▶ Task directions: Reproduce the data below verbatim from the line containing "target | bird's claw" through its final line, and produce nothing more.

════════════════════

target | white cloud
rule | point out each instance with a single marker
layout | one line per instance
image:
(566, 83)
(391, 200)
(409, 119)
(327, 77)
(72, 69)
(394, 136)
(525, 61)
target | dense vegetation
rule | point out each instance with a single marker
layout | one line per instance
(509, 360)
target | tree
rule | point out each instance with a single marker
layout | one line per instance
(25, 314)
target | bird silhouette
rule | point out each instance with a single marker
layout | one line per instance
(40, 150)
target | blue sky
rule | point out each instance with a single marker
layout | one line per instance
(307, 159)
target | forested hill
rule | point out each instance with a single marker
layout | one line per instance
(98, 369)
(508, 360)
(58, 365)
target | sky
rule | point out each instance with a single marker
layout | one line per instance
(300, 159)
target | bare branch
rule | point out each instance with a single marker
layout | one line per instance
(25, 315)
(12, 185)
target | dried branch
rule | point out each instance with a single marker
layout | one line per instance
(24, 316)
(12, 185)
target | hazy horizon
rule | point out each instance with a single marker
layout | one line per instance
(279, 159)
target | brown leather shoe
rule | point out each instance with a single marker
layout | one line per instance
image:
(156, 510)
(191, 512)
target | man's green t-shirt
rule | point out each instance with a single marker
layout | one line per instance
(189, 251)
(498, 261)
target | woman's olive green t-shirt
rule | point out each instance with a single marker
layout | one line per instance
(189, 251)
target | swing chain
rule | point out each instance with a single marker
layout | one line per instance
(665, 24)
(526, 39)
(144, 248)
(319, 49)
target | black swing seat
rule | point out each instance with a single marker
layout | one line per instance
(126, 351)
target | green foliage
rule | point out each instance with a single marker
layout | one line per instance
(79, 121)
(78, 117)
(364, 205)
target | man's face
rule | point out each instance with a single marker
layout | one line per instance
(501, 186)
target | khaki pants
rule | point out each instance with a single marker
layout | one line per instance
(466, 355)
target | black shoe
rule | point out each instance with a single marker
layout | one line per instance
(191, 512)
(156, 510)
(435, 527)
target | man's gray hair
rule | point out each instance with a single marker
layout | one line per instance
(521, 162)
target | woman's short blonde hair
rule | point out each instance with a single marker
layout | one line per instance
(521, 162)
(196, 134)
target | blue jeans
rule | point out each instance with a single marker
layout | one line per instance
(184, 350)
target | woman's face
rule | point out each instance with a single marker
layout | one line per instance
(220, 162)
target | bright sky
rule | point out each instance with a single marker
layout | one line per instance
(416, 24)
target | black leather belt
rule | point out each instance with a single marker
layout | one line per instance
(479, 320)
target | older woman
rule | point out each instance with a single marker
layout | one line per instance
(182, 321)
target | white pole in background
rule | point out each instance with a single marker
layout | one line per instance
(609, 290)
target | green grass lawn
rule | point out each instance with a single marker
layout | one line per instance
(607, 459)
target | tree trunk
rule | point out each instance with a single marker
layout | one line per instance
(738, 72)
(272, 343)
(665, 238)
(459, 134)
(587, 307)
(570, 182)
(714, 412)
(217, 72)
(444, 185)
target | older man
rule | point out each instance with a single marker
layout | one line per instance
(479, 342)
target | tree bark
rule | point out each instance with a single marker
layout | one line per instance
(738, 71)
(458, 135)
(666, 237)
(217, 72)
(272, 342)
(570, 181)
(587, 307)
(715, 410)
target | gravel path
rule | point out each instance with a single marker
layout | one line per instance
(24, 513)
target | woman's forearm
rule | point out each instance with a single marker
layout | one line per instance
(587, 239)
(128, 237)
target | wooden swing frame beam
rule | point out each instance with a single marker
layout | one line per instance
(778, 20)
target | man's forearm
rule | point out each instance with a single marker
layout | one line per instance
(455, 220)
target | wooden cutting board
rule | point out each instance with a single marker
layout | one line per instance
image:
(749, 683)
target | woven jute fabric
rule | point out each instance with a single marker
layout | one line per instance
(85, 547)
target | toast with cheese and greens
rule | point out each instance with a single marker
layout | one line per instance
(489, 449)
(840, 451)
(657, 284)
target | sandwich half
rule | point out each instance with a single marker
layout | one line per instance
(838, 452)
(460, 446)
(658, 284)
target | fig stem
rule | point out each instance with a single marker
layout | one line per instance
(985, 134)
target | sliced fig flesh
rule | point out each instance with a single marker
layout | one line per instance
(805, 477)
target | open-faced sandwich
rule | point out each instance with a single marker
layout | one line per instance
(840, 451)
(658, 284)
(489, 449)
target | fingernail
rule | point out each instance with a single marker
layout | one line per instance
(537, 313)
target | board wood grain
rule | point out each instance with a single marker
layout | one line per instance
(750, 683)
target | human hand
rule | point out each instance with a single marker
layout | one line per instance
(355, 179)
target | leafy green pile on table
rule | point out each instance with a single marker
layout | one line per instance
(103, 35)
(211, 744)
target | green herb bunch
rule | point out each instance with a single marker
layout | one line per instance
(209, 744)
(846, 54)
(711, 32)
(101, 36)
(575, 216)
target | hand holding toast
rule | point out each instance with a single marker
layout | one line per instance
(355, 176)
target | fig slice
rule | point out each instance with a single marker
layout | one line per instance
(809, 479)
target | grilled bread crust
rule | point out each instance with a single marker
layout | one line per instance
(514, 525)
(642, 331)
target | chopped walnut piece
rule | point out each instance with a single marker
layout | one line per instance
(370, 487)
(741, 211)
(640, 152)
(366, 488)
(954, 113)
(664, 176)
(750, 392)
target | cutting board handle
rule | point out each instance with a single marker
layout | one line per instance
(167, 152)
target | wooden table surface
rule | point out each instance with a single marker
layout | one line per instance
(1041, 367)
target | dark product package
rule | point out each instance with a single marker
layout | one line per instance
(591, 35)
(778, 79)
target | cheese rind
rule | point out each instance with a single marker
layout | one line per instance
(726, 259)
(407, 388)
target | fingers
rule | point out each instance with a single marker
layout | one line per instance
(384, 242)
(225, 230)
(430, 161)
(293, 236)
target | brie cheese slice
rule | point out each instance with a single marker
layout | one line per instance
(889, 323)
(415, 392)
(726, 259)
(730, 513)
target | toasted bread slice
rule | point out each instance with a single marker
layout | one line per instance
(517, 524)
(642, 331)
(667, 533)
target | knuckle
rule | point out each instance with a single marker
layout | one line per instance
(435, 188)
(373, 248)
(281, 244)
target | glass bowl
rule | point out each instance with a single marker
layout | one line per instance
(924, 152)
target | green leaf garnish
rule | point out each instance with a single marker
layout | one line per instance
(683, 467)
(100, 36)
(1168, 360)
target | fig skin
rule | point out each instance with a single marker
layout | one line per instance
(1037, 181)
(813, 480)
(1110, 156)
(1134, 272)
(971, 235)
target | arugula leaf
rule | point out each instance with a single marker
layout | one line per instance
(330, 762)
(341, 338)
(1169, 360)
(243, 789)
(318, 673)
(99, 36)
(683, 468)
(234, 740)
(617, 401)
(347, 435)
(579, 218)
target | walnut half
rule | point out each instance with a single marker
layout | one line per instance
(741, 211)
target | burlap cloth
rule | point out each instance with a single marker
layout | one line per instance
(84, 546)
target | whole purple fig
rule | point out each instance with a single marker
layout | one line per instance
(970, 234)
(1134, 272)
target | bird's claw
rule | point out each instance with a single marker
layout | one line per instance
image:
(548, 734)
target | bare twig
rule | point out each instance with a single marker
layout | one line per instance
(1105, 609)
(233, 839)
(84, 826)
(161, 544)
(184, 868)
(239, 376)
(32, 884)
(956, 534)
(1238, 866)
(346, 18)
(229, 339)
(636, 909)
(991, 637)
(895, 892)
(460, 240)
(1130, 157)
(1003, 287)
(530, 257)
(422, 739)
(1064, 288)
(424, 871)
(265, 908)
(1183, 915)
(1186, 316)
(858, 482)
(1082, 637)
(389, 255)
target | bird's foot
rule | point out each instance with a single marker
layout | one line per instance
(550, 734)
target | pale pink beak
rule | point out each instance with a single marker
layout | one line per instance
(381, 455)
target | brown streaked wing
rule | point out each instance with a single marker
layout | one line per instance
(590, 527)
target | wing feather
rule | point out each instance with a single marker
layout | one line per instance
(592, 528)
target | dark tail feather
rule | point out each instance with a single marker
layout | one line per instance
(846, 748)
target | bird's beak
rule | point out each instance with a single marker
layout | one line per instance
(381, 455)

════════════════════

▶ Answer for the task:
target | bird's claw
rule | point out each instance with a single marker
layout | one line per instance
image:
(548, 734)
target | bare twig
rule | point out each instance with a single marker
layout | one line per instance
(1105, 609)
(233, 839)
(84, 826)
(161, 544)
(184, 868)
(239, 376)
(32, 884)
(956, 534)
(1238, 866)
(346, 18)
(229, 339)
(636, 909)
(991, 637)
(895, 892)
(460, 240)
(1130, 157)
(1003, 287)
(530, 257)
(422, 739)
(1064, 288)
(424, 871)
(265, 908)
(1183, 915)
(1186, 316)
(858, 482)
(1082, 637)
(389, 255)
target | bird's foot
rule | point out each instance with a single marker
layout | one line per instance
(550, 734)
target | pale pink beak
rule | point out each instance with a single marker
layout | one line per instance
(381, 455)
target | brown streaked wing
rule | point out each instance with a single marker
layout | one line per instance
(590, 527)
target | wing feather
rule | point out each instance with a single marker
layout | one line per instance
(592, 528)
target | dark tail feather
rule | point out each instance with a single marker
layout | one line per instance
(846, 748)
target | bird's beak
rule | point out each instance with a single marker
layout | one line per instance
(381, 455)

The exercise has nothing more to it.